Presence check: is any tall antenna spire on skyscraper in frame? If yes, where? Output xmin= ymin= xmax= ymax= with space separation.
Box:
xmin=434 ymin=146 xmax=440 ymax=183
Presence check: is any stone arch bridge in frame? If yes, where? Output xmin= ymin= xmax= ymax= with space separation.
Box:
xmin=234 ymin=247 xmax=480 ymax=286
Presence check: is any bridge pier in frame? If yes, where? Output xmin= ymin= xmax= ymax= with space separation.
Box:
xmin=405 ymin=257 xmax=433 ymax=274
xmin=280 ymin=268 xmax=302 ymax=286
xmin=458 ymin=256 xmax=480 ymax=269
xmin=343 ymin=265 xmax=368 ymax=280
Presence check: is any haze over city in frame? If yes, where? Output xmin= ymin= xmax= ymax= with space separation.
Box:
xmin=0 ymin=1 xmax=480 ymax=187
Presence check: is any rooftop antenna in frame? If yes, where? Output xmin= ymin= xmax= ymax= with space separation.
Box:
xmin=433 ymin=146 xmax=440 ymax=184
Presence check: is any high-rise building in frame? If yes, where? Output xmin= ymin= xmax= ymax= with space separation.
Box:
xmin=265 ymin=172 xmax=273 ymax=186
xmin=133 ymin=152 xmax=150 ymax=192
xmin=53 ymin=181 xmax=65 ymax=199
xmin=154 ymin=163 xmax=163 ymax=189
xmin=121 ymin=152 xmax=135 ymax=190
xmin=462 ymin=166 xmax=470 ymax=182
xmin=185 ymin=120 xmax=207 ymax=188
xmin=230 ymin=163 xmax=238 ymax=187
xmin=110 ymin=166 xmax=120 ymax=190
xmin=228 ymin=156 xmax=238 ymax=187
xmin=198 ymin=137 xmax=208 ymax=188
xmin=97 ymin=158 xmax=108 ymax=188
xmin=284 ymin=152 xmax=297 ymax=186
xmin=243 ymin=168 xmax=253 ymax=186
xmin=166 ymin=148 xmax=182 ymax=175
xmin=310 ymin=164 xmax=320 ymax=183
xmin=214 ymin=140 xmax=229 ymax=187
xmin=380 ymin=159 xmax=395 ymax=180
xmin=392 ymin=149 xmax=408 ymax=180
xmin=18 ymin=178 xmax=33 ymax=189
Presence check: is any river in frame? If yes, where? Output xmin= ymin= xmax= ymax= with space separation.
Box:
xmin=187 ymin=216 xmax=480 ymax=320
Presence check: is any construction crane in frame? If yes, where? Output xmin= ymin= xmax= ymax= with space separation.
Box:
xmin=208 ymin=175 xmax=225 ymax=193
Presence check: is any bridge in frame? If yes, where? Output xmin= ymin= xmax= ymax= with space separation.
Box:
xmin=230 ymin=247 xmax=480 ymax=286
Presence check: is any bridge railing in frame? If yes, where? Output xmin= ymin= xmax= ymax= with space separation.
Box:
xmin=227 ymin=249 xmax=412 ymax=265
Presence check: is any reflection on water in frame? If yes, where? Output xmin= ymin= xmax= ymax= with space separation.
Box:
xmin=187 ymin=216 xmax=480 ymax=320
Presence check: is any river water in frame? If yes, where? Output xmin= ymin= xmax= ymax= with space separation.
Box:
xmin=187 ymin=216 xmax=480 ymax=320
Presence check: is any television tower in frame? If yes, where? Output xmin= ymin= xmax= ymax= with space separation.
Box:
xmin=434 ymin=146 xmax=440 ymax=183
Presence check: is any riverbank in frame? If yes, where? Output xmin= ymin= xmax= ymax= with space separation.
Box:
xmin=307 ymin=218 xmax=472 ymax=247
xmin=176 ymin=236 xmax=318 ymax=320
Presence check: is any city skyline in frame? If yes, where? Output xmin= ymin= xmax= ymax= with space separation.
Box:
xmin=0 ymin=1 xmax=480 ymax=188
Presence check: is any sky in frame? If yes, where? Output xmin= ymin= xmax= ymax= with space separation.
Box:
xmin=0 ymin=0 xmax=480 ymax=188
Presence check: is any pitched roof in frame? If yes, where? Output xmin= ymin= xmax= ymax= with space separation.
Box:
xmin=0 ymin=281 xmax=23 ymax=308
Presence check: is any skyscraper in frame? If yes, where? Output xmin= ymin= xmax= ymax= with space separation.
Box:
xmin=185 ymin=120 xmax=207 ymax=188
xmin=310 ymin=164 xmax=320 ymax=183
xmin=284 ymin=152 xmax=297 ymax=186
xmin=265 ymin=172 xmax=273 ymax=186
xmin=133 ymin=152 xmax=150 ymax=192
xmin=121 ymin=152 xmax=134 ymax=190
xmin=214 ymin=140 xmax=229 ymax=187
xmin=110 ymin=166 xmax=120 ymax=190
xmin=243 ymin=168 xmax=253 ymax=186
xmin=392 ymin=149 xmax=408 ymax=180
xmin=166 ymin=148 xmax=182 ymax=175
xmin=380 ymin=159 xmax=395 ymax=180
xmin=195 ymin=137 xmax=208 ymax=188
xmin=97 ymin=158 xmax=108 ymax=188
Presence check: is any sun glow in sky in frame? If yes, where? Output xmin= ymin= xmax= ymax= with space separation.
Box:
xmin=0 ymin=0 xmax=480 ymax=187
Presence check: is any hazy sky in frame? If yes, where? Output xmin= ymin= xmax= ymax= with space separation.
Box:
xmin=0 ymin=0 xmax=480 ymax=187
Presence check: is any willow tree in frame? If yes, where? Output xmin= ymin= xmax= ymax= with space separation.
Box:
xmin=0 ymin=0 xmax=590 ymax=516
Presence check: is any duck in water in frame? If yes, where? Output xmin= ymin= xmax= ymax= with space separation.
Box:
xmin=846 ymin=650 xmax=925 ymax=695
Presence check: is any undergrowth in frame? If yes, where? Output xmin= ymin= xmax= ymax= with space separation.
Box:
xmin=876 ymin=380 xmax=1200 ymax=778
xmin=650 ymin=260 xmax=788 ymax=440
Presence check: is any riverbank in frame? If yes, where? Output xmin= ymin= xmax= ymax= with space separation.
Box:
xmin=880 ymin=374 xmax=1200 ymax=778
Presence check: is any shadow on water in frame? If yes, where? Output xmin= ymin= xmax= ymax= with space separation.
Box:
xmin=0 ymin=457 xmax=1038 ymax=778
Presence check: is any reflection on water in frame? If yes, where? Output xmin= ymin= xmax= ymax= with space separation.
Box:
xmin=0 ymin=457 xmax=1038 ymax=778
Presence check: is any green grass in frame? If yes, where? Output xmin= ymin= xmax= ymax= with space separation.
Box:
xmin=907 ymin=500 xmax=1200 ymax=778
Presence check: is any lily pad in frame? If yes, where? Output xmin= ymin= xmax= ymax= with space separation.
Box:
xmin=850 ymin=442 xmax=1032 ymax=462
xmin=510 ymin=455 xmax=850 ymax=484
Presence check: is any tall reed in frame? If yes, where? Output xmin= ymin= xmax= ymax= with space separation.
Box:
=======
任务要求
把上面的全部材料原样重抄一遍，一字不改。

输出结果
Presence check: is any tall antenna spire on skyscraper in frame? If yes, where? Output xmin= ymin= xmax= ymax= with space separation.
Box:
xmin=434 ymin=146 xmax=440 ymax=183
Presence check: is any stone arch bridge in frame? If yes, where? Output xmin= ymin= xmax= ymax= with space separation.
Box:
xmin=234 ymin=247 xmax=480 ymax=286
Presence check: is any bridge pier in frame? If yes, where? Output xmin= ymin= xmax= ymax= with space separation.
Box:
xmin=405 ymin=257 xmax=433 ymax=274
xmin=280 ymin=268 xmax=302 ymax=286
xmin=458 ymin=256 xmax=480 ymax=269
xmin=343 ymin=265 xmax=368 ymax=280
Presence check: is any haze over city in frame? If yes, where? Output xmin= ymin= xmax= ymax= with space separation.
Box:
xmin=0 ymin=1 xmax=480 ymax=187
Presence check: is any rooftop antenna in frame? If yes, where? Output xmin= ymin= xmax= ymax= with space separation.
Box:
xmin=433 ymin=146 xmax=440 ymax=184
Presence check: is any high-rise building in frame? If yes, where? Output xmin= ymin= xmax= ymax= with space separation.
Box:
xmin=265 ymin=172 xmax=273 ymax=186
xmin=133 ymin=152 xmax=150 ymax=192
xmin=53 ymin=181 xmax=65 ymax=199
xmin=154 ymin=163 xmax=163 ymax=189
xmin=121 ymin=152 xmax=135 ymax=190
xmin=462 ymin=166 xmax=470 ymax=182
xmin=185 ymin=120 xmax=207 ymax=188
xmin=230 ymin=163 xmax=238 ymax=187
xmin=110 ymin=166 xmax=120 ymax=190
xmin=228 ymin=156 xmax=238 ymax=187
xmin=198 ymin=137 xmax=208 ymax=188
xmin=97 ymin=158 xmax=108 ymax=188
xmin=284 ymin=152 xmax=297 ymax=186
xmin=243 ymin=168 xmax=253 ymax=186
xmin=166 ymin=148 xmax=182 ymax=175
xmin=310 ymin=164 xmax=320 ymax=183
xmin=214 ymin=140 xmax=229 ymax=187
xmin=380 ymin=159 xmax=395 ymax=180
xmin=392 ymin=149 xmax=408 ymax=180
xmin=18 ymin=178 xmax=33 ymax=189
Presence check: is any river in frame? If yes, where? Output xmin= ymin= xmax= ymax= with space separation.
Box:
xmin=187 ymin=216 xmax=480 ymax=320
Presence check: is any construction crane in frame? If yes, where? Output xmin= ymin= xmax= ymax= with space separation.
Box:
xmin=208 ymin=175 xmax=225 ymax=193
Presence check: is any bridge in frame? If yes, where? Output xmin= ymin= xmax= ymax= with space separation.
Box:
xmin=230 ymin=247 xmax=480 ymax=286
Presence check: is any bridge railing in frame? If yes, where? Output xmin= ymin= xmax= ymax= with space separation.
Box:
xmin=227 ymin=249 xmax=412 ymax=265
Presence check: is any reflection on water in frame? If yes, where? Output xmin= ymin= xmax= ymax= with space separation.
Box:
xmin=187 ymin=216 xmax=480 ymax=320
Presence check: is any river water in frame? If yes, where? Output xmin= ymin= xmax= ymax= with space separation.
Box:
xmin=187 ymin=216 xmax=480 ymax=320
Presence check: is any television tower in frame? If yes, where? Output xmin= ymin= xmax= ymax= with space separation.
Box:
xmin=434 ymin=146 xmax=440 ymax=183
Presence check: is any riverbank in frame? If yes, where? Output xmin= ymin= xmax= ymax= with space separation.
Box:
xmin=307 ymin=218 xmax=472 ymax=247
xmin=176 ymin=236 xmax=318 ymax=320
Presence check: is any city skyline in frame? If yes, where? Output xmin= ymin= xmax= ymax= with space separation.
Box:
xmin=0 ymin=1 xmax=480 ymax=188
Presence check: is any sky in frame? If yes, where? Output xmin= ymin= xmax= ymax= with space separation.
Box:
xmin=0 ymin=0 xmax=480 ymax=188
Presence check: is any pitched roof in frame? If yes, where? Output xmin= ymin= xmax= ymax= with space separation.
Box:
xmin=0 ymin=281 xmax=23 ymax=308
Presence check: is any skyscraper in frame? If yes, where? Output xmin= ymin= xmax= ymax= with space separation.
Box:
xmin=185 ymin=120 xmax=207 ymax=188
xmin=310 ymin=164 xmax=320 ymax=183
xmin=284 ymin=152 xmax=297 ymax=186
xmin=265 ymin=172 xmax=273 ymax=186
xmin=133 ymin=152 xmax=150 ymax=192
xmin=121 ymin=152 xmax=134 ymax=190
xmin=214 ymin=140 xmax=229 ymax=187
xmin=110 ymin=166 xmax=120 ymax=190
xmin=243 ymin=168 xmax=253 ymax=186
xmin=392 ymin=149 xmax=408 ymax=180
xmin=166 ymin=148 xmax=182 ymax=175
xmin=380 ymin=159 xmax=395 ymax=180
xmin=195 ymin=137 xmax=208 ymax=188
xmin=97 ymin=158 xmax=108 ymax=188
Presence check: is any sun glow in sky in frame? If yes, where? Output xmin= ymin= xmax= ymax= with space separation.
Box:
xmin=0 ymin=0 xmax=480 ymax=187
Presence check: is any hazy sky in frame? If yes, where? Output xmin= ymin= xmax= ymax= with space separation.
Box:
xmin=0 ymin=0 xmax=480 ymax=187
Presence check: is any willow tree in frame? If yes, where? Output xmin= ymin= xmax= ymax= with space separation.
Box:
xmin=0 ymin=0 xmax=590 ymax=516
Presence check: is any duck in water in frame? If yes, where? Output xmin= ymin= xmax= ymax= with space separation.
Box:
xmin=846 ymin=650 xmax=925 ymax=695
Presence check: is any undergrowth in frame? If yes, where? Output xmin= ymin= xmax= ymax= with space separation.
Box:
xmin=876 ymin=380 xmax=1200 ymax=778
xmin=650 ymin=260 xmax=788 ymax=440
Presence check: is any riverbank in frame? If yes, where? Output xmin= ymin= xmax= ymax= with space separation.
Box:
xmin=880 ymin=374 xmax=1200 ymax=778
Presence check: is any shadow on water in frame? If yes, where? Output xmin= ymin= xmax= ymax= with space separation.
Box:
xmin=0 ymin=457 xmax=1038 ymax=778
Presence check: is any reflection on water in frame? If yes, where? Output xmin= ymin= xmax= ymax= with space separation.
Box:
xmin=0 ymin=457 xmax=1038 ymax=778
Presence check: is any green grass in frame? If yes, where? Output xmin= ymin= xmax= ymax= with space separation.
Box:
xmin=907 ymin=500 xmax=1200 ymax=778
Presence check: is any lily pad in frame? If yes, where? Output xmin= ymin= xmax= ymax= with space separation.
Box:
xmin=850 ymin=442 xmax=1032 ymax=462
xmin=510 ymin=455 xmax=850 ymax=484
Presence check: is any tall reed in frame? If yes, where? Output xmin= ymin= xmax= ymax= with space separation.
Box:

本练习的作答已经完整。